### ЗАДАНИЕ
Выпишите из литературных заметок о гоголевской «Шинели» отрывок между словами «Только в лице» и «высоты Акакия Акакиевича.», включая оба.

### ФРАГМЕНТ СТРАНИЦЫ
────────────────────
Роман Иванов – Метафизический оптимист. Литературные заметки (страница 4)
Только в лице главного героя «Шинели», а точнее, его призрака, все те, кого Достоевский позднее назовет «униженными и оскорбленными», обрели некоего мистического защитника, опасного для тех, кто унижает и оскорбляет. Чиновник Башмачкин, естественно, стал в русской культуре символом «маленького человека». Но надо учесть, что далеко не каждый «маленький» или «большой» человек способен подняться, прижизненно или посмертно, до высоты Акакия Акакиевича.
Значительность внутреннего мира А.А. по сравнению с мышлением других персонажей подчеркивает и сам Гоголь: «ведь нельзя же залезть в душу человека и узнать все, что он думает», – говорит он, разумея своего главного героя (опять-таки с тайным лукавством, ибо на самом деле, как и подобает автору, знает о своих персонажах все). В души презренных мучителей Башмачкина писатель «залезает» без труда, предоставляя читателям подробнейшую информацию – вплоть до имени-отчества любовницы эфемерного Значительного Лица.
Абсурд бездуховной реальности, затравившей Акакия Акакиевича, показан Гоголем с помощью особых знаков. «Русские иностранцы» носят на головах десятки длинношеих «гипсовых котенков», а из «частных домов» выбегают «взрослые поросята». Главнейший знак абсурда, впрочем, вовсе не эти очевидные необычности, а именно возведение материальной вещи – шинели – в ранг духовных ценностей, в степень даже объекта любви: «как будто самое существование его сделалось как-то полнее, как будто бы он женился (…), как будто он был не один, а какая-то приятная подруга жизни согласилась с ним проходить вместе жизненную дорогу, – и подруга эта была не кто другая, как та же шинель на толстой вате, на крепкой подкладке без износу». Первый раз выйдя на улицу в ней – с ней, – счастливый обладатель видит в витрине изображение красивой женщины и усмехается. (С другой стороны, любовь «настоящая» в гоголевском Петербурге может оказаться не меньшей обманкой, в чем убедился наивный романтик Пискарев из «Невского проспекта». )
────────────────────
### ИСХОДНЫЕ ДАННЫЕ

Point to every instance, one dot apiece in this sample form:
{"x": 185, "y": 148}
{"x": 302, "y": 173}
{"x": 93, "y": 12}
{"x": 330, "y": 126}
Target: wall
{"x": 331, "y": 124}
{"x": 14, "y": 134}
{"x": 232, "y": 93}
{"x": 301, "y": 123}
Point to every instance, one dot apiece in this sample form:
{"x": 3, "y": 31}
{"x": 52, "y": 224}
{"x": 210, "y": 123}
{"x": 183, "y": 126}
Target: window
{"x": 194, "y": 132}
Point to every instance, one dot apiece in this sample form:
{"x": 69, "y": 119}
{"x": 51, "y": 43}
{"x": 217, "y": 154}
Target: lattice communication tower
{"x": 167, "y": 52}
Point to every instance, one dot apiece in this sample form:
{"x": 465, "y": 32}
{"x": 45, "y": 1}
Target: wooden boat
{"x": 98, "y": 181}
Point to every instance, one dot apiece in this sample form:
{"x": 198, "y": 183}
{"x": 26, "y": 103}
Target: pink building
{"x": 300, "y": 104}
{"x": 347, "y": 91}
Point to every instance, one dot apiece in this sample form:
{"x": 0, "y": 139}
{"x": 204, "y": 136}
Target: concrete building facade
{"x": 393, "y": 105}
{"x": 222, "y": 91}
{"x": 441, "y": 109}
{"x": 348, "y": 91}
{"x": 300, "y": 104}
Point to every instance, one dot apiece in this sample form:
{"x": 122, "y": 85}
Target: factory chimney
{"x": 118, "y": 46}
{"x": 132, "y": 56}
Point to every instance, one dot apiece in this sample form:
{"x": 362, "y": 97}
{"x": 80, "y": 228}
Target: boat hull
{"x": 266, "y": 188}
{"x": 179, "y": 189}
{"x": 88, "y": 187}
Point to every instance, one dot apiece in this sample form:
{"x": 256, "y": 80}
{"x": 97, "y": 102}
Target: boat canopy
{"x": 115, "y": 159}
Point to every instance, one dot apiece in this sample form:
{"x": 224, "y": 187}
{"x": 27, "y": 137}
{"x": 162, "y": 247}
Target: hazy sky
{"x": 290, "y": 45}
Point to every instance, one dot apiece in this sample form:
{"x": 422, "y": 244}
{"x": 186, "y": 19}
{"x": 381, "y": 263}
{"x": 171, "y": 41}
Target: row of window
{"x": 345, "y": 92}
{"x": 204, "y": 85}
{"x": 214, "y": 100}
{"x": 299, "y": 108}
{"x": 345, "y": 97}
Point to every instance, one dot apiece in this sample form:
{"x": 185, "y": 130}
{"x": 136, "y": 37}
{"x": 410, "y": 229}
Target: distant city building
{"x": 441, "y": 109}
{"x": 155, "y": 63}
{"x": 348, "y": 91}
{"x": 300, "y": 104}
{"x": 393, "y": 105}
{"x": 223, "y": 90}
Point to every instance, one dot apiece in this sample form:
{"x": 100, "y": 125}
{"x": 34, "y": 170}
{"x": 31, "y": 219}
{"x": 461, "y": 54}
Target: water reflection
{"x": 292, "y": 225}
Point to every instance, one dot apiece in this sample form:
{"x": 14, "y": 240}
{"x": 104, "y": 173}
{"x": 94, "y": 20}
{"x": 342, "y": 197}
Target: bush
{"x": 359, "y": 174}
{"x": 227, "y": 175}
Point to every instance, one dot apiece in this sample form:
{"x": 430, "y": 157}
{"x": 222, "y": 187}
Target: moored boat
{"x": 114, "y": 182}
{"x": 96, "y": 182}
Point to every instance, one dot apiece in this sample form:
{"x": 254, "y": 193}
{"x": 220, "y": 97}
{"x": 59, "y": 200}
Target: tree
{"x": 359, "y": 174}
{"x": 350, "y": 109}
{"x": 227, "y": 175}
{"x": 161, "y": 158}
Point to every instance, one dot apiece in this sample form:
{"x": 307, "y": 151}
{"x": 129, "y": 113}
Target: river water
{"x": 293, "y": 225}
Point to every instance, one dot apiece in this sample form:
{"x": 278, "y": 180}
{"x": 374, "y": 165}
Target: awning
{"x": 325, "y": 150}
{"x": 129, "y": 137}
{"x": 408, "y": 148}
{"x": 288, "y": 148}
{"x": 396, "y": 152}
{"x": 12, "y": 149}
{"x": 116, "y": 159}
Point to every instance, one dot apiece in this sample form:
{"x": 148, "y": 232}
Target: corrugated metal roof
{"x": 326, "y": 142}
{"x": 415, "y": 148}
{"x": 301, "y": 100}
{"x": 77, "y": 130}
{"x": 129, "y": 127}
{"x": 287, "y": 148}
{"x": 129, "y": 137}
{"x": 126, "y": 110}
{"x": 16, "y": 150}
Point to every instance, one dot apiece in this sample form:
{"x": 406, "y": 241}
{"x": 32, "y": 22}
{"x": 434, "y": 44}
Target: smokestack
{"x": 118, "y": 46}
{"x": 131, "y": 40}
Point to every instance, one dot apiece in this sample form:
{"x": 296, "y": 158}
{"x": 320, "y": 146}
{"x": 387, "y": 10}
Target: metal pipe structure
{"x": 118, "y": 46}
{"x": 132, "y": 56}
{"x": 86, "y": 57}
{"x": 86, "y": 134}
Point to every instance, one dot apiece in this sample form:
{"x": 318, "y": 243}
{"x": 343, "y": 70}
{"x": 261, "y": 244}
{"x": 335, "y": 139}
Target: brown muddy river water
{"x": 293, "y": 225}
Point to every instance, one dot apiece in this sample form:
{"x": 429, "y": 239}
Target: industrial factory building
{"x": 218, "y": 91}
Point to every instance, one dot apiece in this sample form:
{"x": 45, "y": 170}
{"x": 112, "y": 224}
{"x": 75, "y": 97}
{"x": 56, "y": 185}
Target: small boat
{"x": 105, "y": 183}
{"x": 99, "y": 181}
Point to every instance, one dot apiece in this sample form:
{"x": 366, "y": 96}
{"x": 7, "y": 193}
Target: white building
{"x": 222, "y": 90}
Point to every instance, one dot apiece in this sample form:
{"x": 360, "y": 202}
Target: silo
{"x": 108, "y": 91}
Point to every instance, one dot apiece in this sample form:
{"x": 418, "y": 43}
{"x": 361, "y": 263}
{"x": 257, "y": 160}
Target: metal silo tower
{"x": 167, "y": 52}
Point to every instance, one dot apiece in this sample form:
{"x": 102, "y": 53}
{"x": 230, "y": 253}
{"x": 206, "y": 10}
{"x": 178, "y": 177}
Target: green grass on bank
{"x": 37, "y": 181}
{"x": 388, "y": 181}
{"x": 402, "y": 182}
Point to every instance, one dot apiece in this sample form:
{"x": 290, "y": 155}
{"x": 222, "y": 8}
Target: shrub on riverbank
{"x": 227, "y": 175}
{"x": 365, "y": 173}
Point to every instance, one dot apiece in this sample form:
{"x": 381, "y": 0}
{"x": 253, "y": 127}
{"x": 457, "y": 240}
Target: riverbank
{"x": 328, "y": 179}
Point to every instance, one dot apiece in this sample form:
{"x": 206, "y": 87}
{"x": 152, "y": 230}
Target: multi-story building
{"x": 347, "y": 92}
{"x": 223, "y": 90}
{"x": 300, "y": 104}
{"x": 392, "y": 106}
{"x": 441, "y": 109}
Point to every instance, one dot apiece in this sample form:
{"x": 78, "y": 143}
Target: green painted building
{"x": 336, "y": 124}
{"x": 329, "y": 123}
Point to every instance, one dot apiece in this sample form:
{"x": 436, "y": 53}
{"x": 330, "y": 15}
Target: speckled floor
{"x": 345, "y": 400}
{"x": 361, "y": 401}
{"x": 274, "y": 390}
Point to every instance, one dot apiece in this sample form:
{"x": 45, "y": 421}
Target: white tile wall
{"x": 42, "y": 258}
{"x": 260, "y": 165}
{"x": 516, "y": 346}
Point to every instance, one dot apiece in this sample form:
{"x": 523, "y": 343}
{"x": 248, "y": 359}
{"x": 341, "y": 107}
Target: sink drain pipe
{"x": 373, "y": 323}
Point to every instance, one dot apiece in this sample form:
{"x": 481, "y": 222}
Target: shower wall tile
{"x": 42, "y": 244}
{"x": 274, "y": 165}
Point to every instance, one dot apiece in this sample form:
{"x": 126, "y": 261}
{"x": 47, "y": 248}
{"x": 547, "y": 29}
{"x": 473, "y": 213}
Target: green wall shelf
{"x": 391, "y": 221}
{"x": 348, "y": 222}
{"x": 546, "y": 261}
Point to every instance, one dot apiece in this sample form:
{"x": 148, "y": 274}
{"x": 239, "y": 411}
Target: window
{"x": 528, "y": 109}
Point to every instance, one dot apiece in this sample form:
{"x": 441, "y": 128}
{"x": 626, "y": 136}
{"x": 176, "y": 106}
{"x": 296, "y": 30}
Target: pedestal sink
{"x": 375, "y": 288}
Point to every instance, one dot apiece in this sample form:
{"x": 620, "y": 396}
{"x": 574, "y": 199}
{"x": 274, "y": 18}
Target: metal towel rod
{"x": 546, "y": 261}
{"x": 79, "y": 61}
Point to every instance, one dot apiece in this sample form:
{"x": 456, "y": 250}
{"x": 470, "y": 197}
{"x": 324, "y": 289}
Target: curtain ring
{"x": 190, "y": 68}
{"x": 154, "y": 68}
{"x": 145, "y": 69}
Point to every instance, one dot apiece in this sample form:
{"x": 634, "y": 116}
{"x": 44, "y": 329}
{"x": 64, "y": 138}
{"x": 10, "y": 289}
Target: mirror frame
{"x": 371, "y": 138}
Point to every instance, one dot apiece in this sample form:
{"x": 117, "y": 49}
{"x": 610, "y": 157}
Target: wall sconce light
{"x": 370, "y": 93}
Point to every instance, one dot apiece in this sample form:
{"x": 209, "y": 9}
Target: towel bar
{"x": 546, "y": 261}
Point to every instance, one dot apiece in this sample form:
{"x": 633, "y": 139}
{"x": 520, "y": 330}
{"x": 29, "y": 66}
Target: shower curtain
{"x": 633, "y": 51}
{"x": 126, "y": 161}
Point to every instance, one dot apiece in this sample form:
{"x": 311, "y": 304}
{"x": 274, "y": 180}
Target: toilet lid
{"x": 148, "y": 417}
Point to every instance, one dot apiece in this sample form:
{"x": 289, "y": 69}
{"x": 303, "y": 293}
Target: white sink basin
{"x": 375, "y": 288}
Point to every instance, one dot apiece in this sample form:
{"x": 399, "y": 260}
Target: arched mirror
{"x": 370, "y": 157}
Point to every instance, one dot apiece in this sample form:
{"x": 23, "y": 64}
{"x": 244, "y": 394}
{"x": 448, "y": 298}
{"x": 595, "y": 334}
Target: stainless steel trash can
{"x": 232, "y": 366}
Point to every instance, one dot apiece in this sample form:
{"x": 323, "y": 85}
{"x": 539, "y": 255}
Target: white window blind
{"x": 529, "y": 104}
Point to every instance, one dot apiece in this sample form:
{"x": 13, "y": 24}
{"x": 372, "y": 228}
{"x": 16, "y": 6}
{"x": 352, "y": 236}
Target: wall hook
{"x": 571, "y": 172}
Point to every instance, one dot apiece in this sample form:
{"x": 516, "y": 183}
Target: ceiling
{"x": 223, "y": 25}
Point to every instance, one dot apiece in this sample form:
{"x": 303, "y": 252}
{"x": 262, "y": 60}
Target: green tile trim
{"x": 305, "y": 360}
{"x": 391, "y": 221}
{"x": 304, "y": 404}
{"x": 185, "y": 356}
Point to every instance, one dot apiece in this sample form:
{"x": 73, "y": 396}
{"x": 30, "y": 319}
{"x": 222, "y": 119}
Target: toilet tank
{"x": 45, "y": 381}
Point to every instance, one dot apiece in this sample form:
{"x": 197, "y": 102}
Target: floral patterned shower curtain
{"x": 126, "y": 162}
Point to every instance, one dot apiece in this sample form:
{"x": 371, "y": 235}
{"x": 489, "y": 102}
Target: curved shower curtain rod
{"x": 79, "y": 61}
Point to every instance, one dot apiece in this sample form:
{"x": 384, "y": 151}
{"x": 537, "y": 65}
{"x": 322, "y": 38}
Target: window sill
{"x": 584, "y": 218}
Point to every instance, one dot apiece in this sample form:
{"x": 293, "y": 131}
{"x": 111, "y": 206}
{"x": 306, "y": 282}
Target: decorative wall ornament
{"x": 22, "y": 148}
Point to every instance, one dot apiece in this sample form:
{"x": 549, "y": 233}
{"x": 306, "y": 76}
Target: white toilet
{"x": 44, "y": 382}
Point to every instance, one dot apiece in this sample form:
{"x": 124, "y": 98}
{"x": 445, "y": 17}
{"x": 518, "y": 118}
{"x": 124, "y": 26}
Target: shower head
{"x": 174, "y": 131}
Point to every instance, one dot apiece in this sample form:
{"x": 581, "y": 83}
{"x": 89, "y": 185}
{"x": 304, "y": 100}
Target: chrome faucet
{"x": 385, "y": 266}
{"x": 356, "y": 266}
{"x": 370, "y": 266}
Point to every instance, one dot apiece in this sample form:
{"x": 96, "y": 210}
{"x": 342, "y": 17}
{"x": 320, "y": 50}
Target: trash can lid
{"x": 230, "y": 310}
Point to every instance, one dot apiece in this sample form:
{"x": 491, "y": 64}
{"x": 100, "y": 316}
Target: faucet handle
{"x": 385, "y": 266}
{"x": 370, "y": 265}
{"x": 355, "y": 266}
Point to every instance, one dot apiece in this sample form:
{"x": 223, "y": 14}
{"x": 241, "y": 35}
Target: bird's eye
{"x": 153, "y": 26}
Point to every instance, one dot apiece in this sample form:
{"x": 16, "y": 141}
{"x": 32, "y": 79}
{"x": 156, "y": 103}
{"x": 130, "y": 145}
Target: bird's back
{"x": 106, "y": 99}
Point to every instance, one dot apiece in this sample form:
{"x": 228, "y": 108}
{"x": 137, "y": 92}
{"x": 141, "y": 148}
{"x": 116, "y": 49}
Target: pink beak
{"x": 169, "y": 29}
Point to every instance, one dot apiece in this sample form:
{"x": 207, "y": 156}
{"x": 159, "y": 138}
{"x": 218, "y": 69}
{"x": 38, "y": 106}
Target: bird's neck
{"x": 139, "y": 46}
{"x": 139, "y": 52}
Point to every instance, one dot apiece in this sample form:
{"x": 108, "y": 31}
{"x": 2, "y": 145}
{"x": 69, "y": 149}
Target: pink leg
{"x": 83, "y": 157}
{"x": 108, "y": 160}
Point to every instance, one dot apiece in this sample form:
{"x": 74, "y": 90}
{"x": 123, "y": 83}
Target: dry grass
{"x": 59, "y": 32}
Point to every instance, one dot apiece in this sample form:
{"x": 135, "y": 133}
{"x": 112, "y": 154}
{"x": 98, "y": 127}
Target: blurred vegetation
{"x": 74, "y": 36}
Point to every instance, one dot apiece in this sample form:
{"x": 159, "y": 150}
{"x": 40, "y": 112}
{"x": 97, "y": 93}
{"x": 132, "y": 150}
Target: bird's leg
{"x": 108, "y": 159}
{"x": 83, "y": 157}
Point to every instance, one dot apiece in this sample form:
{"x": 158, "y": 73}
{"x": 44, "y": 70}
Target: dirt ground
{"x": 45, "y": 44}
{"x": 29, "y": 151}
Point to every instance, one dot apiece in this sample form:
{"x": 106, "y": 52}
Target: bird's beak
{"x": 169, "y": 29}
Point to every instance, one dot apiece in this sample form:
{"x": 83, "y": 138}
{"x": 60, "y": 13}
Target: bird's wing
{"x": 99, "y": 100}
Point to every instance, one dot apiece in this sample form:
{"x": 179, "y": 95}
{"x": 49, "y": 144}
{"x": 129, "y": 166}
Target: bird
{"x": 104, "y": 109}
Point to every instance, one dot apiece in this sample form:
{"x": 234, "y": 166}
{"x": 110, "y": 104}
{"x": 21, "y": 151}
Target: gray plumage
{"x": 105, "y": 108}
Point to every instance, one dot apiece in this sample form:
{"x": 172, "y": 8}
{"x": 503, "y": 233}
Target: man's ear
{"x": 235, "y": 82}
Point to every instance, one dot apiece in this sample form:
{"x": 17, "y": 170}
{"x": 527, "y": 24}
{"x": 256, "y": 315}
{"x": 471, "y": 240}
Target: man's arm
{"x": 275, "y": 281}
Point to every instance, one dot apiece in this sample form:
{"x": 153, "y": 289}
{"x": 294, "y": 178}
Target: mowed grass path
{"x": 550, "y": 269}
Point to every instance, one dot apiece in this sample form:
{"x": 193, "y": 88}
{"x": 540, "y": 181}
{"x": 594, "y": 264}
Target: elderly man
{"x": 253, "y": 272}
────────────────────
### ПОЛНОЕ РЕШЕНИЕ
Только в лице главного героя «Шинели», а точнее, его призрака, все те, кого Достоевский позднее назовет «униженными и оскорбленными», обрели некоего мистического защитника, опасного для тех, кто унижает и оскорбляет. Чиновник Башмачкин, естественно, стал в русской культуре символом «маленького человека». Но надо учесть, что далеко не каждый «маленький» или «большой» человек способен подняться, прижизненно или посмертно, до высоты Акакия Акакиевича.